DOKUMEN SUMBER:
------------------------------------------------------------
“Teko hanya mengeluarkan isi teko. Kata-kata mencerminkan isi hati. Hati yang baik akan mengatakan yang baik, begitu pula sebaliknya.” (Aa Gym)
Penetapan logo halal terbaru yang diterbitkan Badan Penyelenggara Jaminan Produk Halal (BPJPH) Kemenag membuat gaduh. Penetapan label halal yang dituangkan dalam Keputusan Kepala BPJPH Nomor 40 Tahun 2022 tentang Penetapan Label Halal dan berlaku secara nasional tersebut menuai kontroversi. Sebenarnya, standardisasi dalam kehidupan bermasyarakat, termasuk sertifikasi halal memang sebaiknya diselenggarakan oleh pemerintah, sementara ini Majelis Ulama Indonesia (MUI) yang menerbitkan logo halal secara legal formal adalah Organisasi Masyarakat (Ormas), bukan badan atau lembaga pemerintah.
Bukan tanpa alasan penetapan logo halal yang baru ini banyak memperoleh cibiran. Pertama, perubahan logo bukanlah hal yang urgen dan substantif. Tak heran ada meme yang menyindirnya dengan langkanya minyak goreng. Ketika ada isu besar yang menyoroti pemerintah, sudah menjadi lumrah ada kebijakan atau statement remeh tidak popular yang kemudian dikelola menjadi kegaduhan. Perubahan logo juga tidak berkolerasi langsung terhadap persoalan sertifikasi halal, berbeda dengan edukasi dan pendampingan UMKM, misalnya. Intinya, kebijakan ini dianggap sebagai sesuatu hal yang tidak perlu.
Kedua, perubahan logo di tengah kondisi pemerintah yang sedang butuh uang untuk membangun Ibu Kota Negara (IKN) baru justru memunculkan spekulasi baru. Apalagi baru pekan lalu MUI mengingatkan pemerintah agar tidak cap penceramah radikal hanya karena kritik pemerintah. Imbauan ini muncul setelah pada awal bulan Maret ini Presiden Jokowi berpesan kepada TNI-Polri untuk tidak mengundang penceramah radikal dan tidak ikutan debat soal IKN. Coincidence? I think not! Terkesan ada aroma bisnis pula. Bagaimanapun, perubahan administrasi, apalagi skala nasional, adalah proyek besar. Belum lagi dampak mekanisme penerbitan sertifikasi halal ke depannya yang dikelola langsung oleh pemerintah.
------------------------------------------------------------
TUGAS YANG DIKERJAKAN:
1/ Dalam tulisan tentang logo halal, singkatan apa saja yang disertai kepanjangannya? Tuliskan setiap singkatan bersama kepanjangannya.
2/ Teruskan tulisan tentang logo halal ini, dimulai tepat setelah kalimat terakhirnya.

Data tersimpan:
------------------------------------------------------------
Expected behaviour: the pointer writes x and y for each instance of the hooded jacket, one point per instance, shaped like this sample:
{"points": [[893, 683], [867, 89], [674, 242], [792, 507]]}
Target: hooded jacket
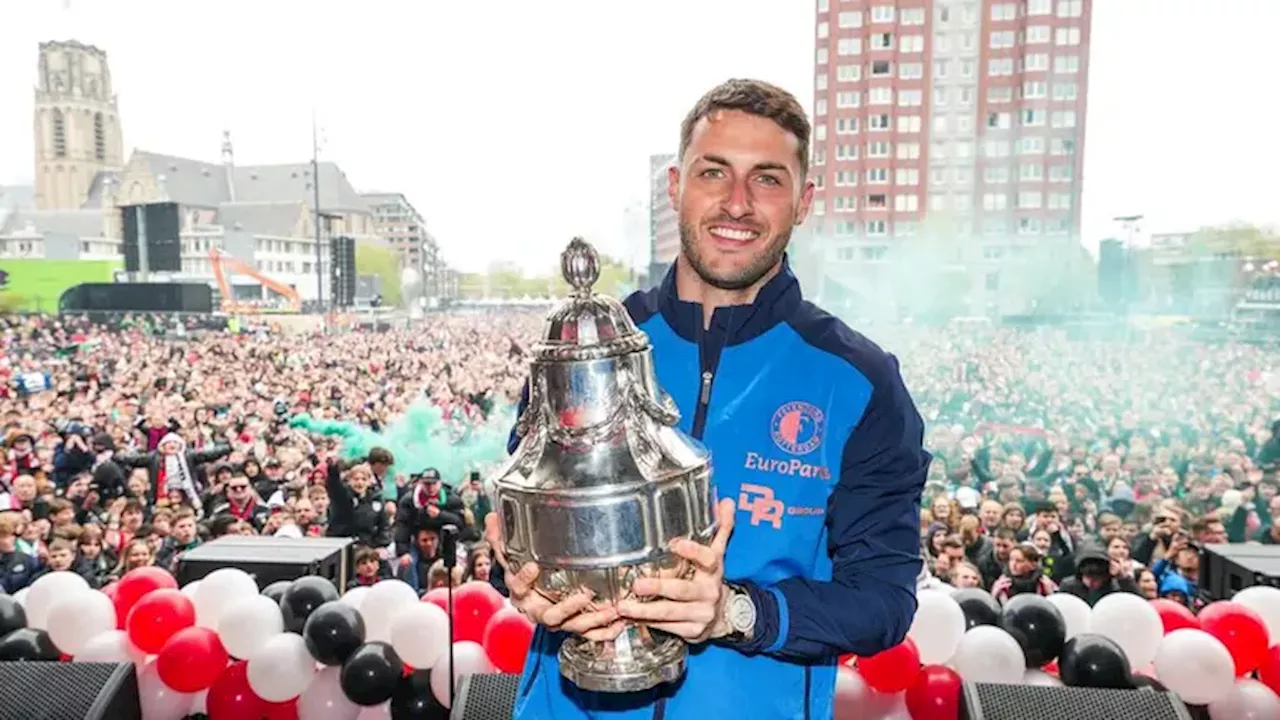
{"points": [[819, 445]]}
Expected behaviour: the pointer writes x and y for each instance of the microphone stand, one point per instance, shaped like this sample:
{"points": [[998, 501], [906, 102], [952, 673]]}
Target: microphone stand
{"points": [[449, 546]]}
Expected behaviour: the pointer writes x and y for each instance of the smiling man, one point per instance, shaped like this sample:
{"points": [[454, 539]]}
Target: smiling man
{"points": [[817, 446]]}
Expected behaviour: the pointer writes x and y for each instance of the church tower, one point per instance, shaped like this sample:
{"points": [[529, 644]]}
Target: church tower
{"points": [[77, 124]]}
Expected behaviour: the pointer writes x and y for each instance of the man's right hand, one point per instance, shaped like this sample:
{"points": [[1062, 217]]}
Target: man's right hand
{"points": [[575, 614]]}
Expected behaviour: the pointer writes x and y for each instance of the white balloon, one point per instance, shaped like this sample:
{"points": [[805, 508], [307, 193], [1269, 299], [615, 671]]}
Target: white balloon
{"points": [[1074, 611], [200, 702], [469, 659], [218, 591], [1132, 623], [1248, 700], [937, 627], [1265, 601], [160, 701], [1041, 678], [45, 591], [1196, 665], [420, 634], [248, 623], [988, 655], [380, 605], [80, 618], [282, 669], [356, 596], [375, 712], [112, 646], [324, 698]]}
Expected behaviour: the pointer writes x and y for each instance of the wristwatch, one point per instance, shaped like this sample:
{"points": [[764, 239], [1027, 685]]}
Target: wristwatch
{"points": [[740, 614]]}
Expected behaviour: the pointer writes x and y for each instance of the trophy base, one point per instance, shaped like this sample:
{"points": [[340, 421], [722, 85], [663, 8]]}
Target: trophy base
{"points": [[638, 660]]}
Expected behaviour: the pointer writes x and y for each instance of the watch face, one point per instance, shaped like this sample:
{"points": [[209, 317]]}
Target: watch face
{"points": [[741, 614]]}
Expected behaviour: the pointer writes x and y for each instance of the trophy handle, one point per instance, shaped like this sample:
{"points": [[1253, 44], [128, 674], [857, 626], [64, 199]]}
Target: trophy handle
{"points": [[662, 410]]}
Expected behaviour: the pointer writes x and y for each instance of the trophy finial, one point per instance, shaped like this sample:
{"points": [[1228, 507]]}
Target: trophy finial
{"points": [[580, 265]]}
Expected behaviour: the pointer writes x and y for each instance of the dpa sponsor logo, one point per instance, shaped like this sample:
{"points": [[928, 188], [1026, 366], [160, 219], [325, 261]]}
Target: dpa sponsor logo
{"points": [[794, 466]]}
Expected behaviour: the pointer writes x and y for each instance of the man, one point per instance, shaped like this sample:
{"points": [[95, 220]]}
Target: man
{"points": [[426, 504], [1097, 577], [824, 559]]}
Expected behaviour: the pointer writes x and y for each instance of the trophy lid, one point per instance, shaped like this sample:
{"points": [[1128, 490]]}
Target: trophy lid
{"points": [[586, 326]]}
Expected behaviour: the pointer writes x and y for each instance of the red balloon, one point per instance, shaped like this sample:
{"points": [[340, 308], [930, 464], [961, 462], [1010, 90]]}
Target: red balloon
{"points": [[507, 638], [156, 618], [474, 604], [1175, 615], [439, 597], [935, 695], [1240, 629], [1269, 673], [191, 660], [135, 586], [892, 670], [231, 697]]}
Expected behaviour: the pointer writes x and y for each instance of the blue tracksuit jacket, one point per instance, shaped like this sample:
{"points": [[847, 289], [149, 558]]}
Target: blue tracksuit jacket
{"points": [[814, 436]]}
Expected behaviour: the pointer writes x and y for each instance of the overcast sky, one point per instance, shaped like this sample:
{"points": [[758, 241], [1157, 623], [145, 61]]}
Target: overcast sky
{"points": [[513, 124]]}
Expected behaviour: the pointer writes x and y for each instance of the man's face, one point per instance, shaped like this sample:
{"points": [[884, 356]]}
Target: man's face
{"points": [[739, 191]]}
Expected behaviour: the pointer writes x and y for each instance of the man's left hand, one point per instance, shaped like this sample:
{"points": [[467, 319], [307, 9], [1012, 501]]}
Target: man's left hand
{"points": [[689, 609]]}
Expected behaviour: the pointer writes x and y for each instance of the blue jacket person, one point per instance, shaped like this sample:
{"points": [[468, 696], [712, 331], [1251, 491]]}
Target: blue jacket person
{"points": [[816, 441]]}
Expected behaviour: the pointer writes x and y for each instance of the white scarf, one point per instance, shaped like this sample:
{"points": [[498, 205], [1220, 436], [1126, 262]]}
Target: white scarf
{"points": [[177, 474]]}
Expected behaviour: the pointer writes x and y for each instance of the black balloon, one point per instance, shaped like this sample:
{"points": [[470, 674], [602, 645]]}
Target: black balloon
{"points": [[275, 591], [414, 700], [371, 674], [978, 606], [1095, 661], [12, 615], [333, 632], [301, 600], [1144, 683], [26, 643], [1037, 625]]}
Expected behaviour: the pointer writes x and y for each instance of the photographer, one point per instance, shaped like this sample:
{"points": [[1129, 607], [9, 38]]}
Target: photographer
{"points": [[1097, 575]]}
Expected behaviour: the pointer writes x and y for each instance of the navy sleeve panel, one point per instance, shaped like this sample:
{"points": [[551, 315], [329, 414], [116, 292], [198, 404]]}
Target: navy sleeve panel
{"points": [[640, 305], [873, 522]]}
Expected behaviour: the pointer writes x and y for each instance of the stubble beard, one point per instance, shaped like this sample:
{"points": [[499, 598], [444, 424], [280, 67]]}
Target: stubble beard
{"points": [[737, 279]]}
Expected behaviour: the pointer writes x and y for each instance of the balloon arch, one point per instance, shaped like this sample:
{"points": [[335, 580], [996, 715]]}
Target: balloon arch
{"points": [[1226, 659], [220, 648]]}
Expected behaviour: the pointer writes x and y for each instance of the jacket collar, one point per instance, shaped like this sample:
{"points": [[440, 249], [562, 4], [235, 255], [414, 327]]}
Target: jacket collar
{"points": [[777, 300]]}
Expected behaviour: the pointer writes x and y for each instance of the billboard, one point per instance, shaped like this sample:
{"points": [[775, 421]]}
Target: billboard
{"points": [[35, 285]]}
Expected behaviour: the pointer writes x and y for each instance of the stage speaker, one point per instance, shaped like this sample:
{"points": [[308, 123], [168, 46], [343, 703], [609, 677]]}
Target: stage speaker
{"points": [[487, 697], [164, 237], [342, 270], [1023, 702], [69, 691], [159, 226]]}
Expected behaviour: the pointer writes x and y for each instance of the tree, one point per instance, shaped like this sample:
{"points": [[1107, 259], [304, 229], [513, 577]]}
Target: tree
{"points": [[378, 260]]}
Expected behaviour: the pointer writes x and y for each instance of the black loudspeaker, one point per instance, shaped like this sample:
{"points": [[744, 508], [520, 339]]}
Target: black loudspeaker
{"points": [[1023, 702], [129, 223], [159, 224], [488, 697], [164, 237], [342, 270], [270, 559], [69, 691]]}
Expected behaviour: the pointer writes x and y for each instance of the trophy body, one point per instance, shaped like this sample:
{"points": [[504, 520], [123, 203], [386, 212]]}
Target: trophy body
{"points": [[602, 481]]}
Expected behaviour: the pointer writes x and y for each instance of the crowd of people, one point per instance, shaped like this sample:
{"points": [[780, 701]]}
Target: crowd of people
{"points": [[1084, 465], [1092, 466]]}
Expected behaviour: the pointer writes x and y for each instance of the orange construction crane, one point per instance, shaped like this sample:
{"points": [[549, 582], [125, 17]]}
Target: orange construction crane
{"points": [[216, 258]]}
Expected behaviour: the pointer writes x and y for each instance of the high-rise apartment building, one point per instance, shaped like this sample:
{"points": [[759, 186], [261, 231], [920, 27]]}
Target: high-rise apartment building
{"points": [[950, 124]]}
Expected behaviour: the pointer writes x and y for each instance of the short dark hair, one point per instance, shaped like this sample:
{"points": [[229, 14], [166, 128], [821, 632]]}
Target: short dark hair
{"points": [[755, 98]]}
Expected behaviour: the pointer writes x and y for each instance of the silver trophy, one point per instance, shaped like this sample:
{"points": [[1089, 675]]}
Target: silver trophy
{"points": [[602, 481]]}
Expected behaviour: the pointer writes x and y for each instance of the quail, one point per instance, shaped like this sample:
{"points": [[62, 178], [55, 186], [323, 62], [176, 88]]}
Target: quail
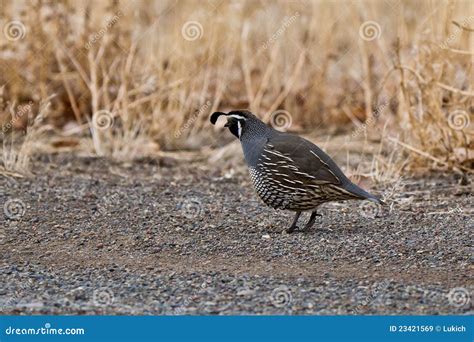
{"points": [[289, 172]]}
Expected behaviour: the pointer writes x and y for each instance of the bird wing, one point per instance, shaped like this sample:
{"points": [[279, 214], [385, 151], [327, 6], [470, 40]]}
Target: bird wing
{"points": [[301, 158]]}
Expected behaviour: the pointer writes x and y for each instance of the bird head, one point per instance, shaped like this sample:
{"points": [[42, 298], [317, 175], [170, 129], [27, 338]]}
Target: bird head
------------------------------------------------------------
JAWABAN TERTULIS:
1/
BPJPH: Badan Penyelenggara Jaminan Produk Halal
MUI: Majelis Ulama Indonesia
Ormas: Organisasi Masyarakat
IKN: Ibu Kota Negara

2/
Ketiga, tidak sedikit kegaduhan yang dibuat pejabat negara belakangan ini, khususnya ketika ada isu khusus yang sedang disoroti. Kegaduhan yang jika ditanggapi membuang energi, jika dibiarkan semakin menjadi-jadi. Apalagi sosok Menteri Agama bukan kali ini saja membuat gaduh. Belum ada sebulan ketika Gus Yaqut menjadi sorotan publik usai mengeluarkan pernyataan kontroversial seakan membandingkan suara toa masjid dengan gonggongan anjing. Kemudian dalam sebuah webinar yang digelar oleh Pengurus Besar Nahdlatul Ulama (PBNU) 24 Oktober 2021 lalu, Yaqut mengungkapkan bahwa jabatan Menteri Agama bukan merupakan hadiah negara untuk umat Islam secara keseluruhan, melainkan hanya untuk NU. Pernyataan kontroversial tersebut bahkan membuat beberapa pihak sampai mengusulkan pembubaran Kementerian Agama. 5 April 2021 lalu, Gus Yaqut juga melontarkan pernyataan kontroversi yang berharap semua agama bisa diberi kesempatan untuk memulai doa dalam suatu acara formal. Tahun lalu juga beredar video Gus Yaqut mengucapkan selamat hari raya Naw-Ruz 178 EB ke komunitas Baha’i, sementara Baha’i oleh MUI diangga sebagai aliran sesat. Bahkan sehari usai dilantik menjadi Menteri Agama pada 24 Desember 2020, Gus Yaqut menyebut jika negara harus melindungi semua kaum yang ada termasuk Syiah dan Ahmadiyah.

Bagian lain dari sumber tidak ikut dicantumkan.